Encontro Estadual da CPT Alagoas celebra 50 anos de caminhada da pastoral no país
Por Lara Tapety
Imagens: Lara Tapety

Caminhando rumo ao V Congresso Nacional da Comissão Pastoral da Terra (CPT), a CPT Alagoas reuniu camponesas, camponeses e agentes pastorais para celebrar meio século de história na luta por justiça social. O Encontro Estadual da CPT, realizado de 20 a 22 de junho, teve como tema “CPT 50 anos: Presença, resistência e profecia – A terra a Deus pertence (cf. Lv. 25)”, o mesmo que conduzirá as reflexões do congresso nacional.
Durante três dias, o Encontro foi dedicado à escuta das comunidades, trazendo a memória para reafirmar o compromisso da CPT com as famílias camponesas de Alagoas. A programação incluiu momentos de espiritualidade, exibição de filmes, debates, trabalhos em grupo, partilha de experiências, uma análise dos desafios atuais para a luta no campo e foi encerrada com uma Santa Missa presidida pelo arcebispo metropolitano de Maceió, Dom Beto Breis.

» **O que se pede**: Enumere todas as atividades da programação do Encontro citadas no trecho fornecido, incluindo a de encerramento. Baseie-se exclusivamente no trecho fornecido.

» **Informações fornecidas**:
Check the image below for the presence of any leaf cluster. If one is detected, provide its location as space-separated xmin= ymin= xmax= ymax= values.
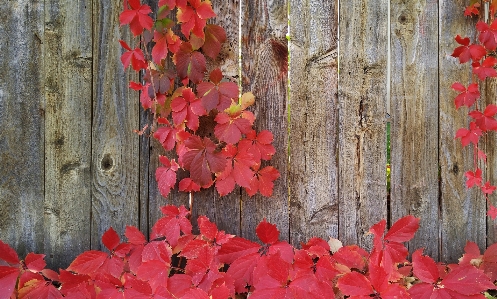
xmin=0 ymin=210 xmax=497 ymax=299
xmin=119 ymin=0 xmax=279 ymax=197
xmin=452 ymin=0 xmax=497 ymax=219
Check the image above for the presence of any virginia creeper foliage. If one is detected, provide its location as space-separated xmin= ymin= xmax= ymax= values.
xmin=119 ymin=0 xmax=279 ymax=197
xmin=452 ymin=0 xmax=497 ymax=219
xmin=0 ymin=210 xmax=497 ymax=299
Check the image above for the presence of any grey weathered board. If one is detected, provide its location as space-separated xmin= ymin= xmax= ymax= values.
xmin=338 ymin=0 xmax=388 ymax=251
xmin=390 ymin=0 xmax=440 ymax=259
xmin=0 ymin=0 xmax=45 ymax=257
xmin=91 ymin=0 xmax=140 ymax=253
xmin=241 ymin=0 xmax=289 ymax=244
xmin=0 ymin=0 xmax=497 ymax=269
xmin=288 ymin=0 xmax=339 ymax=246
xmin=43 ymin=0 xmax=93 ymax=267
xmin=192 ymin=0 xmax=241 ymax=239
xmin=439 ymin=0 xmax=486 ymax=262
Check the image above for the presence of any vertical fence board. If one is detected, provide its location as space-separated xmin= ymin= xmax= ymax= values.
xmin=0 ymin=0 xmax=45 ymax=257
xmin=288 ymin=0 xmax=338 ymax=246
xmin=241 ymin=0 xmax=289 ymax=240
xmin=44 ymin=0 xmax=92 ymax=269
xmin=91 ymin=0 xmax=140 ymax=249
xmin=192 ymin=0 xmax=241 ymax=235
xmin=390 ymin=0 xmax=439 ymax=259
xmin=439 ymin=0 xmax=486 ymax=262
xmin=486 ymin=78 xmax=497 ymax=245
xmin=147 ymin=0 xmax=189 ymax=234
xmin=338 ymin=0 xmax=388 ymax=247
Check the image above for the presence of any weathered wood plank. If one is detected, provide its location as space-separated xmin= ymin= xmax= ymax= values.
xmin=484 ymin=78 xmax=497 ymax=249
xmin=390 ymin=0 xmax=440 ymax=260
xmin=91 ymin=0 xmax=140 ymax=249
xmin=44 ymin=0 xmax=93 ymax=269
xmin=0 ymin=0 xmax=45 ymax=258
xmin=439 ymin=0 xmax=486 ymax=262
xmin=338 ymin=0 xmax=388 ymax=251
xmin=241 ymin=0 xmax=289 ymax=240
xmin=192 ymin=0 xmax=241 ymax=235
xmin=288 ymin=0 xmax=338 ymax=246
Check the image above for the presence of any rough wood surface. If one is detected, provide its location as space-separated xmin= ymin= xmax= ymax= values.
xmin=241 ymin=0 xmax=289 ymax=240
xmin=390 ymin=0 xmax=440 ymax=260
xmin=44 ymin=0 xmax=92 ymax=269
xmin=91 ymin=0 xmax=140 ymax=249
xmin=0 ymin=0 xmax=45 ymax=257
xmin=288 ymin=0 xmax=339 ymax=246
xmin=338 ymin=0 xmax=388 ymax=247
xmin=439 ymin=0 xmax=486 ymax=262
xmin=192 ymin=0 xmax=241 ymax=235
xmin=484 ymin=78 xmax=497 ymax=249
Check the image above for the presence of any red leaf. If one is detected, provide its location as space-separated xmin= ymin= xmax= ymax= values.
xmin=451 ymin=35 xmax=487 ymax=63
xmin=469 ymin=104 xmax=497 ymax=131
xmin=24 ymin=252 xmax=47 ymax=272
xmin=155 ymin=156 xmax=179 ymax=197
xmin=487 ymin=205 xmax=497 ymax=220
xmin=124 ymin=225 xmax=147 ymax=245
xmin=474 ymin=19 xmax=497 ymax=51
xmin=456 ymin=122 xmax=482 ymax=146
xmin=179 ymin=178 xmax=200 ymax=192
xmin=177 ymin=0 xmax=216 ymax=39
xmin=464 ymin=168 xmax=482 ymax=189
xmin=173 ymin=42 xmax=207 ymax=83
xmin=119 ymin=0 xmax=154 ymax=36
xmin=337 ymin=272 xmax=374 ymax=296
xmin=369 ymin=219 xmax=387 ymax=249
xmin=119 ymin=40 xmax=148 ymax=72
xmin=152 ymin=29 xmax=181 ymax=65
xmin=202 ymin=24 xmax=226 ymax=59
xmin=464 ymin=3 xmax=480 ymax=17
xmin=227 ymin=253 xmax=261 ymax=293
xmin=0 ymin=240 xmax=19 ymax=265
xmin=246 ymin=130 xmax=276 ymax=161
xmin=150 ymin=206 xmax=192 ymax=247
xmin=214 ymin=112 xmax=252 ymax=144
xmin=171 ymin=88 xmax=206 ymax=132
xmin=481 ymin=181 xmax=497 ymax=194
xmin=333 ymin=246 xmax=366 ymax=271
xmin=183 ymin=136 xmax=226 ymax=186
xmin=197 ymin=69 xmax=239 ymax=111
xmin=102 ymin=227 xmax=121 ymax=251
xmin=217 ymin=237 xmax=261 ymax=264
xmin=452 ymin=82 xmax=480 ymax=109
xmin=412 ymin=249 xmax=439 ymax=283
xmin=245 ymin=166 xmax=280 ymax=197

» **Resultado da tarefa**:
- momentos de espiritualidade
- exibição de filmes
- debates
- trabalhos em grupo
- partilha de experiências
- uma análise dos desafios atuais para a luta no campo
- uma Santa Missa presidida pelo arcebispo metropolitano de Maceió, Dom Beto Breis (encerramento)